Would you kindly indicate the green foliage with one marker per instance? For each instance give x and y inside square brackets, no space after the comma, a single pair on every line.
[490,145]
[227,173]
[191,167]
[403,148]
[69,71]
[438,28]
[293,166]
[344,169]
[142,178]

::::

What this task involves: Duplicate the entries above line for line, with no changes.

Expected answer:
Would you kindly indicate the green foliage with one marker per instance? For each instance give x and y inside square brackets, no space after the comma, a single pair on every line.
[490,145]
[227,173]
[191,167]
[403,148]
[69,71]
[438,28]
[293,166]
[344,169]
[142,178]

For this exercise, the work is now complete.